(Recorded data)
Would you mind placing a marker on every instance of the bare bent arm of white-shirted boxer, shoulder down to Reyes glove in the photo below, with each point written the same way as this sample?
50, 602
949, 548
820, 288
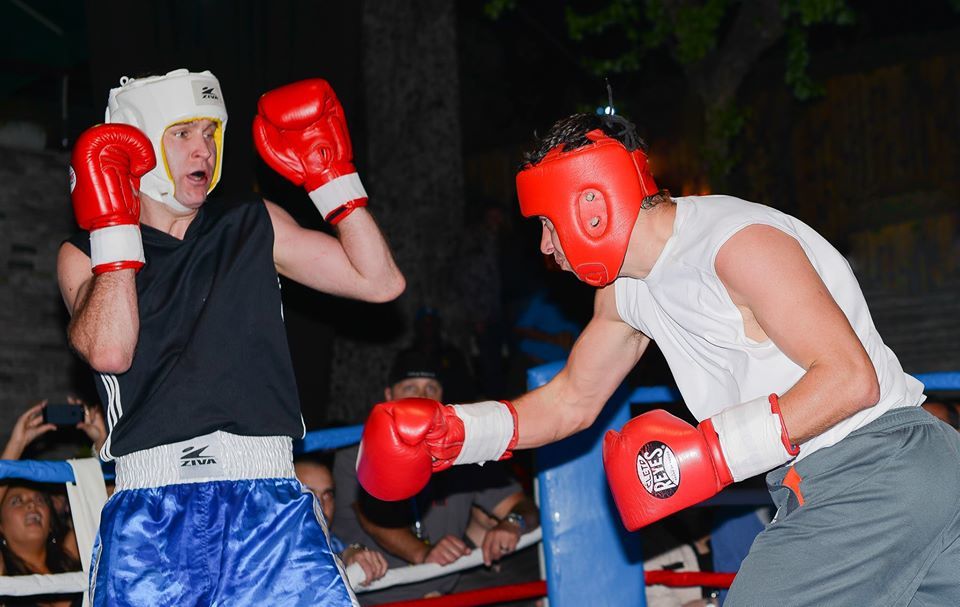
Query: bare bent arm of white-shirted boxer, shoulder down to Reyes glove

• About this exercise:
If a record contains a picture, leave the picture out; repeat the record itself exactly.

• Solution to this problem:
Would you mind placing a marker on every instance of the bare bent arm of white-shirted boxer, shoulder down to Reyes glove in the photo below, with each point written the same way as this sample?
50, 602
949, 548
820, 288
Query: bare bent arm of white-shirted boxer, shoulder down to Reyes glove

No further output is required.